#### Written problem 1:
Reproduce a portion of the court header below verbatim. Begin at the words "Submitted: May 21, 2024" and stop after "per curiam opinion.".
#### Written problem 2:
Answer these questions from the court header below, labeling each answer with its letter.
(a) Who was the District Judge?
(b) On what date was the appeal decided?
(c) With which institution is Mary Claire Davis listed?
#### Written problem 3:
For each statement, state whether the court header below agrees with it. Answer yes or no and quote the words that decide it.
(a) The case was submitted on May 21, 2024.
(b) The opinion was published.
(c) William S. Thompson appeared for the Appellant.

#### Extract to read:
====================

Appeal from the United States District Court for the Southern District of West Virginia, at Charleston. Irene C. Berger, District Judge. (2:19-cr-00267-1)
Submitted: May 21, 2024 Decided: July 12, 2024
Before QUATTLEBAUM and BENJAMIN, Circuit Judges, and KEENAN, Senior Circuit Judge.
Affirmed by unpublished per curiam opinion.
ON BRIEF: Mary Claire Davis, WEST VIRGINIA UNIVERSITY COLLEGE OF LAW, Morgantown, West Virginia, for Appellant. William S. Thompson, United States Attorney, Jonathan T. Storage, Assistant United States Attorney, OFFICE OF THE UNITED STATES ATTORNEY, Charleston, West Virginia, for Appellee.

====================

#### Information supplied:
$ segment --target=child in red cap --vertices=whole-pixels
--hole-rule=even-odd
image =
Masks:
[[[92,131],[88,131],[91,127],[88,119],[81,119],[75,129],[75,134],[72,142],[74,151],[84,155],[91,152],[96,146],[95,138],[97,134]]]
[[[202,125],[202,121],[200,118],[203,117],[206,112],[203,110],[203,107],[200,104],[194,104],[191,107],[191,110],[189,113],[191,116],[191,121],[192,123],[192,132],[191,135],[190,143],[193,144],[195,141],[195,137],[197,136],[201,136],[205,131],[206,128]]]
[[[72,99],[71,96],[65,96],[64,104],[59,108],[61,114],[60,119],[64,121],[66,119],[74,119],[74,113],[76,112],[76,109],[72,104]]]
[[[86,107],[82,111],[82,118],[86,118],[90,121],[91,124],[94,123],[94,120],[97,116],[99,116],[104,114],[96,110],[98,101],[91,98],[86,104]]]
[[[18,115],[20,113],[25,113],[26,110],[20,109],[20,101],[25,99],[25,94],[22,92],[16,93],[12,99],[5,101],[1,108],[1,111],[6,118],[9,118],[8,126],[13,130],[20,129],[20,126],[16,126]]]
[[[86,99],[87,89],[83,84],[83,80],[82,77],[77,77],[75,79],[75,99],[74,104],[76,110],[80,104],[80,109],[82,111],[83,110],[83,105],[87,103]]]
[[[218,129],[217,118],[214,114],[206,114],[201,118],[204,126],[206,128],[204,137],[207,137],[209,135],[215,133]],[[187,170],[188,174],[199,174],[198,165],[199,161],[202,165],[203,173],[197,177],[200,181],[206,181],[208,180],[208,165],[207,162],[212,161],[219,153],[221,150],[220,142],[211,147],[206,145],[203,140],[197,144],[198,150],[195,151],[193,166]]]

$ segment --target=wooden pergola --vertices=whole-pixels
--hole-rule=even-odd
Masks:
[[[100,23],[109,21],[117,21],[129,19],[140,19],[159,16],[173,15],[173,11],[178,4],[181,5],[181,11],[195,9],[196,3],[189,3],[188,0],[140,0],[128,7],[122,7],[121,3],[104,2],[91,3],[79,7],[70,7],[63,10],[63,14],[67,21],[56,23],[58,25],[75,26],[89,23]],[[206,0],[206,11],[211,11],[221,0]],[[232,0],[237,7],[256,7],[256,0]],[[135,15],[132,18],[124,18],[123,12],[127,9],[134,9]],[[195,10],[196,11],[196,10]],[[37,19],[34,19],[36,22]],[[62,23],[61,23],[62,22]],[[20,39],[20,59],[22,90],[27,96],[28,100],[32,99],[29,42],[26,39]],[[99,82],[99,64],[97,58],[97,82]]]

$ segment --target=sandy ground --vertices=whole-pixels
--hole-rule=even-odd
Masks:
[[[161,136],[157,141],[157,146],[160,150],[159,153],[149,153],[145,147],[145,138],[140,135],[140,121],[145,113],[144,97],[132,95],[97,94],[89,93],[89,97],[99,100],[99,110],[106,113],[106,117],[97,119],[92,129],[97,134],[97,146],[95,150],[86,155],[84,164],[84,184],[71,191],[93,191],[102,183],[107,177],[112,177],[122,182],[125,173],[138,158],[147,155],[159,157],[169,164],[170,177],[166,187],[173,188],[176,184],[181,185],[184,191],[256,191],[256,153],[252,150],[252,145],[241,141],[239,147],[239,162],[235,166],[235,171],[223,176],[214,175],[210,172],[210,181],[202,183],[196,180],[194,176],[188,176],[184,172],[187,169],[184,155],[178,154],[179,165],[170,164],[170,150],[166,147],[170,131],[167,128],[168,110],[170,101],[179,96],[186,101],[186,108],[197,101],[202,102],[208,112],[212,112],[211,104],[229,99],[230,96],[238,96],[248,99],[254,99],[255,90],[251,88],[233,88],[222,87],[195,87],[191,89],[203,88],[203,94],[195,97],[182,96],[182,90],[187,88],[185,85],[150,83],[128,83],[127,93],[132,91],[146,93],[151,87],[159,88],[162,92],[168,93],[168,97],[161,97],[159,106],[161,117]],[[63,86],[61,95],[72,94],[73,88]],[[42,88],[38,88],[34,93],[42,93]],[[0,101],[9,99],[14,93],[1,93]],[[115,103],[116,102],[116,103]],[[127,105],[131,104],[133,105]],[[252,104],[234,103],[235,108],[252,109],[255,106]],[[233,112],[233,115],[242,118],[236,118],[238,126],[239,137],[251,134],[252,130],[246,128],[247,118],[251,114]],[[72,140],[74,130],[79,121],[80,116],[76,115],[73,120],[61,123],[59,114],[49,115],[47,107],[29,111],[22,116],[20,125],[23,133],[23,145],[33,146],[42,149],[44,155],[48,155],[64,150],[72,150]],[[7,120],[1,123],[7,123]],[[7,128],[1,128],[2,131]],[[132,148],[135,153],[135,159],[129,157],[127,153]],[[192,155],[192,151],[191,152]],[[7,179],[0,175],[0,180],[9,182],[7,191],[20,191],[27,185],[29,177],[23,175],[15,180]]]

====================

#### Written answer 1:
Submitted: May 21, 2024 Decided: July 12, 2024
Before QUATTLEBAUM and BENJAMIN, Circuit Judges, and KEENAN, Senior Circuit Judge.
Affirmed by unpublished per curiam opinion.

#### Written answer 2:
(a) Irene C. Berger
(b) July 12, 2024
(c) West Virginia University College of Law

#### Written answer 3:
(a) Yes: "Submitted: May 21, 2024"
(b) No: "Affirmed by unpublished per curiam opinion."
(c) No: "William S. Thompson, United States Attorney, Jonathan T. Storage, Assistant United States Attorney, OFFICE OF THE UNITED STATES ATTORNEY, Charleston, West Virginia, for Appellee."